Taipei Medical University develops spider silk based biomedical materials
Published on 2019-11-14
An innovative R&D strategy that mimics nature to carry out material design and synthesis, with the combination of the advanced digital material technology, is aiming to reduce the developmental gap/time between research and product commercialization.
Taipei Medical University, National Taipei University of Technology and National Taiwan University have formed a multidisciplinary research and development team to carry out a cutting-edge research and development on building a digital/computational technology for biomimicking spider silk protein and designing novel silk based biomedical materials. Through the computational platform for deciphering the genetics of spider silk, the team is advancing the research development in biomedical materials as well as translational applications toward medical devices.
Did you know?
|Biomimicry (i.e. bio-inspired engineering) provides design procedures and systematic structures (or learning architectures) that differ from the traditional materials development by mimicking structures, functions and systems discovered from nature. The Materials Genome Initiative was proposed by the National Institute for Standards and Technology (NIST) in the way that materials based experiments, model simulations, high-throughput calculations and big-data sharing & analyses could be all integrated for the material design, manufacturing and system engineering.|
Biological properties of spider silk such as superb biocompatibility, extensibility, tensile strength, toughness, and optical characteristics have made it a popular subject for materials research. Industries/Companies looking at genetic engineering technologies for spider silk production, currently include Nexia Australia & New Zealand, Kraig Biocraft Laboratories and Bolt Threads in the U.S., AMSilk GmbH in Germany, Japan’s Spiber, Sweden’s Spiber Technologies AB, and Orthox in the U.K. As there is no company investigating on the associated technology and development in Taiwan, it is believed that this TMU research team can eventually develop and expand the utility of spider silk products into the applications of biomedical materials and translational medicine. Due to limitations on production volumes and manufacturing capabilities for natural spider silk, synthetic production processes and downstream product development are currently underway with many bottlenecks to be resolved.
Project leader of the team Prof. Jen-Chang Yang (楊正昌), who leads TMU’s Graduate Institute of Nanomedicine and Medical Engineering, says that the project (entitled Bio-Inspired and Digital Design-Driven Silk Protein Fibers in Design, Synthesis and Fabrication for Translational Research) used the novel spider silk genes as the templates for further genetic engineering and silk protein synthesis.. Mimicking the two-dimensional structural design of spider silk to establish a digitized database platform combining machine learning with AI, the project will start from BioDesign as an initial concept and then subsequently strive to meet clinical needs. The regenerated recombinant spider silk that is designed, synthesized and manufactured through biomimicry technology can be utilized for translational applications in the medical devices business, such as in biodegradable hemostatic cotton, rotator muscle patches, artificial tendons and other medical equipment and products.
+-------+
* [Exercise A]:
Decide whether each statement agrees with the article on spider silk biomedical materials, answering yes or no and quoting the words of the article that settle it: (i) National Taiwan University is part of the research team; (ii) Bolt Threads proposed the Materials Genome Initiative; (iii) several companies in Taiwan are investigating spider silk technology.
* [Exercise B]:
According to the article on spider silk biomedical materials, which graduate institute does the project leader head?

* [Source material]:
+-------+
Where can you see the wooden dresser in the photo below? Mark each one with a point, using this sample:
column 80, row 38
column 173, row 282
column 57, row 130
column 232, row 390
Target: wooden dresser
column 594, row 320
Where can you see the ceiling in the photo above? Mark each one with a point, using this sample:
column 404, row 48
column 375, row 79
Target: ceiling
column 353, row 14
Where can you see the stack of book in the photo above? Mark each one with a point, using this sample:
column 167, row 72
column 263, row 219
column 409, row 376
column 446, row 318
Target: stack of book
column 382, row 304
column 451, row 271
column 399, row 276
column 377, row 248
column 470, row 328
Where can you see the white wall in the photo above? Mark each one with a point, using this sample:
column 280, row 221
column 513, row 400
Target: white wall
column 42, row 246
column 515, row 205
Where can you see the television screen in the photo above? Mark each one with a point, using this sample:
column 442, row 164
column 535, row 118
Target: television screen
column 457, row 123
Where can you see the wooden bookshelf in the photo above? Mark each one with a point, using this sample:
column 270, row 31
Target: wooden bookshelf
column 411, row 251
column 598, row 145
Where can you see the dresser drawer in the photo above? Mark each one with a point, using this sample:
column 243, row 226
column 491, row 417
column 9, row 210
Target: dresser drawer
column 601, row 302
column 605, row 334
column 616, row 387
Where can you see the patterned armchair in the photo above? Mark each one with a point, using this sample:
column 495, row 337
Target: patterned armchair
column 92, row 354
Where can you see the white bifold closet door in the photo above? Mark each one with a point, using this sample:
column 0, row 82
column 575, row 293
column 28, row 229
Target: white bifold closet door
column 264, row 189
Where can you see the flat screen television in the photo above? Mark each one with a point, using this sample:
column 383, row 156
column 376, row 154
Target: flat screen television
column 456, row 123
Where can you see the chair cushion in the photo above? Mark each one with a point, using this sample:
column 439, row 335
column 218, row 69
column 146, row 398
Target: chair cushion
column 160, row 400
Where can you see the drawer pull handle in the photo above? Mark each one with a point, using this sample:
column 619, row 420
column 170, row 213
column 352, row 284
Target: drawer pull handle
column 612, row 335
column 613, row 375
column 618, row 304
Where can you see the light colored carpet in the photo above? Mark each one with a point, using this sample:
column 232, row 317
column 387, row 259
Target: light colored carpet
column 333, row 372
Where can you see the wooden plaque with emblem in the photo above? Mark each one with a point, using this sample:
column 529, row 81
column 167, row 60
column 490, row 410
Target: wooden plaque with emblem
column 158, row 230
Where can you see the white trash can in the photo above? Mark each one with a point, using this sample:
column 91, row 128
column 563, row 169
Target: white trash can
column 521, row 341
+-------+
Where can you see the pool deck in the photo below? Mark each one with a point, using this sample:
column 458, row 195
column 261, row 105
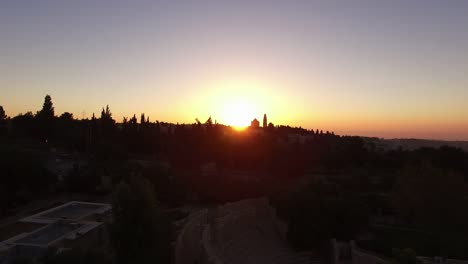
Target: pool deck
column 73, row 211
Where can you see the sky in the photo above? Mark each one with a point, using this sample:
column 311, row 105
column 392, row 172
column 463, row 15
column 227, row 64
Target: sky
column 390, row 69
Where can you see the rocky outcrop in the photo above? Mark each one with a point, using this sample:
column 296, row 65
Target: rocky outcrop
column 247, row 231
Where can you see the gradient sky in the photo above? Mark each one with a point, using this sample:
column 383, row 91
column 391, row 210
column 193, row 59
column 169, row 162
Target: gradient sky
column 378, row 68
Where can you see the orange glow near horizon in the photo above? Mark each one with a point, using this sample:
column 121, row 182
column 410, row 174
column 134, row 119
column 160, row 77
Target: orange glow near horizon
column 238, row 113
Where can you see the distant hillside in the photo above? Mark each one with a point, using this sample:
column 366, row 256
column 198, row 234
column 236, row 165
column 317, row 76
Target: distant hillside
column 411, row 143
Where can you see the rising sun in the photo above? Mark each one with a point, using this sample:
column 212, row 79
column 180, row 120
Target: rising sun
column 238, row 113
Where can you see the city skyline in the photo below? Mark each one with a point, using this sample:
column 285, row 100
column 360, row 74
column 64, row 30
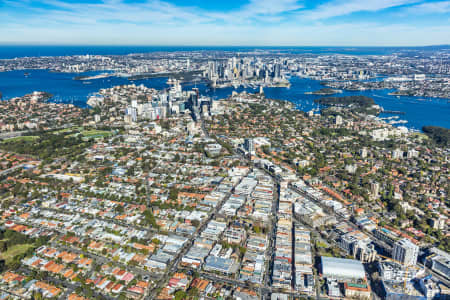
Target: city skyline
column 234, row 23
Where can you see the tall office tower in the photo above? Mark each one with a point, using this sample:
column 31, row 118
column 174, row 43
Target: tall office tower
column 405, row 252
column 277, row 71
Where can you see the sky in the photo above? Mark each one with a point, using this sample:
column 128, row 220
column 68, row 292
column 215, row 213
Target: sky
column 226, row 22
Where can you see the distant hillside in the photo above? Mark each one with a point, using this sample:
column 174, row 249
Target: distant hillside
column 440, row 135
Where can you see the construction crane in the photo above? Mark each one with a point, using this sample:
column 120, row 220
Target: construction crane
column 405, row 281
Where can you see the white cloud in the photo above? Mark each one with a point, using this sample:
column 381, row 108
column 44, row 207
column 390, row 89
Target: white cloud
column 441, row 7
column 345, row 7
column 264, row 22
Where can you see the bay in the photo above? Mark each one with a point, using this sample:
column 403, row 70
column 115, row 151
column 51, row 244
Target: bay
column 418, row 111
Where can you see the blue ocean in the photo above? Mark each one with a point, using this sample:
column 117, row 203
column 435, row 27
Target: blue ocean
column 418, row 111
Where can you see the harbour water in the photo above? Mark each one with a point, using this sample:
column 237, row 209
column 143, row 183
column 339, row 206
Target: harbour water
+-------+
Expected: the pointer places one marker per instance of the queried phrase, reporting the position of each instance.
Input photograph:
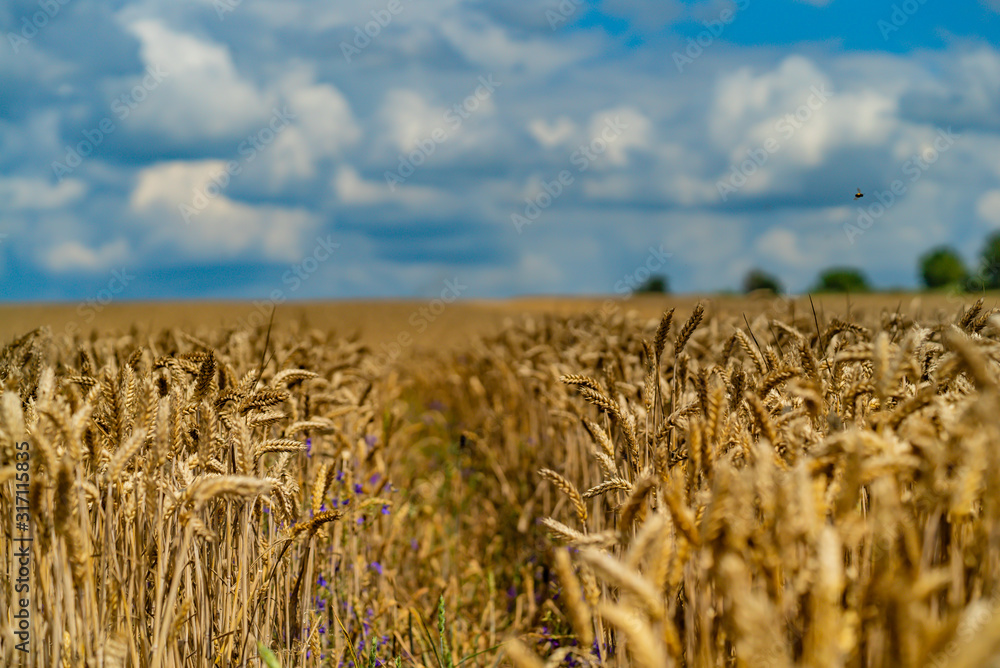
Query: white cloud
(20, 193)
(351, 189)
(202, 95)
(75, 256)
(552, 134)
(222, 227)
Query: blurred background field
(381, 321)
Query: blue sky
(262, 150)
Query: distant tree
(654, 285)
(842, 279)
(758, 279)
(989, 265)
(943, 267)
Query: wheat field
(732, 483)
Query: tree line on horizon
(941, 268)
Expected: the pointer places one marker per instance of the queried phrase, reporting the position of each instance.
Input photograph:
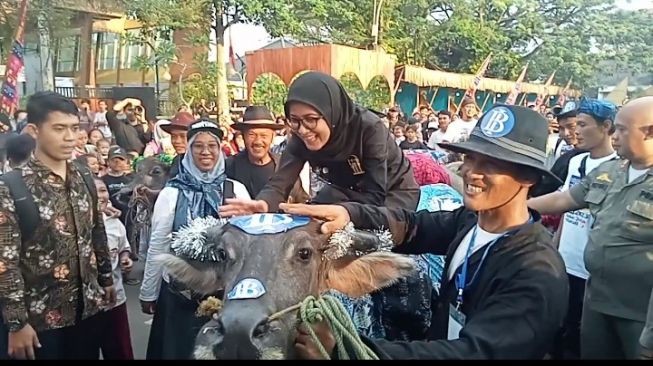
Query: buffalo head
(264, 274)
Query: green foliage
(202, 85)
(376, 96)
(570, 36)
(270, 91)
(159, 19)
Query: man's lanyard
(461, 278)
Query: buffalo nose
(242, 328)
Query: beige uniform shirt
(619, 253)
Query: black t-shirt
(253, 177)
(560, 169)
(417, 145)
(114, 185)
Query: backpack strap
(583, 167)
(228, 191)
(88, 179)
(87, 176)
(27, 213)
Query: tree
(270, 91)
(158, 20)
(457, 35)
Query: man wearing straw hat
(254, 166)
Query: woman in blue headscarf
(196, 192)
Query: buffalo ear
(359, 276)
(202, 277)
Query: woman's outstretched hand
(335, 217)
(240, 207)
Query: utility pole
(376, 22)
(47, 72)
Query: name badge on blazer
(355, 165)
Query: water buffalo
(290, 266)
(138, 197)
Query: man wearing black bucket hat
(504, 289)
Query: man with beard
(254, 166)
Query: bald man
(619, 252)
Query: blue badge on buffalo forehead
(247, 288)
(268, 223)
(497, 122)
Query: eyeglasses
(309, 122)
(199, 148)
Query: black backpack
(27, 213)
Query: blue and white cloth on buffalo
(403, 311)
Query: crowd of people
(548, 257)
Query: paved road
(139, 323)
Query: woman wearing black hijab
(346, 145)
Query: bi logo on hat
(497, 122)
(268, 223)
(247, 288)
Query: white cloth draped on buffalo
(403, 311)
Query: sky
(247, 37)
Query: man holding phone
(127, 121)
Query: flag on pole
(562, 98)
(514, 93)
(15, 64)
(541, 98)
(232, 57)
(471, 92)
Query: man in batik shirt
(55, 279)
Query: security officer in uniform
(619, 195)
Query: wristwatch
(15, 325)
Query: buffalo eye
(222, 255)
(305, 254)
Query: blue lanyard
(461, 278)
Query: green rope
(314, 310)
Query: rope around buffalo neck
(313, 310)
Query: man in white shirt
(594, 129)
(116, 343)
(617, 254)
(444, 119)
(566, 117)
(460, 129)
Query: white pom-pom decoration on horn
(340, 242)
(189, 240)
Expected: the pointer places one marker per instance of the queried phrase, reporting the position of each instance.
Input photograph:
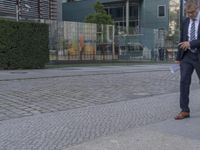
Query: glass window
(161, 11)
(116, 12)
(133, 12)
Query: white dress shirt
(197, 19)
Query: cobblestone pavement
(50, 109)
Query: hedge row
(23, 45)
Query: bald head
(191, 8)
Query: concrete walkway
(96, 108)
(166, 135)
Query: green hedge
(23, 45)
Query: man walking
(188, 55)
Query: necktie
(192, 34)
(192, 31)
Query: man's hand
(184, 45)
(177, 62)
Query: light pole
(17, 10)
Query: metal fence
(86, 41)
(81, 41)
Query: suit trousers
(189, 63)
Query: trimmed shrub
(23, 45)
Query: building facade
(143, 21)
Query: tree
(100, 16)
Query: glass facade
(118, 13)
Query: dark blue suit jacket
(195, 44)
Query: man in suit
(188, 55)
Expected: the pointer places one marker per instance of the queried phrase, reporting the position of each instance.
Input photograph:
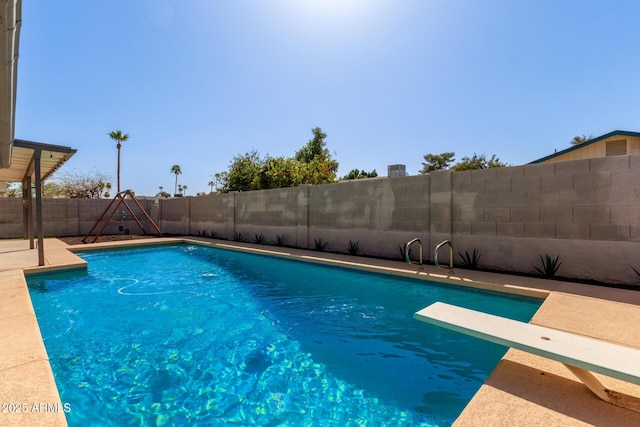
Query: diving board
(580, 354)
+-------+
* [Exercise answer A]:
(i) Yes: "Taipei Medical University, National Taipei University of Technology and National Taiwan University have formed a multidisciplinary research and development team"
(ii) No: "The Materials Genome Initiative was proposed by the National Institute for Standards and Technology (NIST)"
(iii) No: "As there is no company investigating on the associated technology and development in Taiwan"

* [Exercise answer B]:
TMU's Graduate Institute of Nanomedicine and Medical Engineering.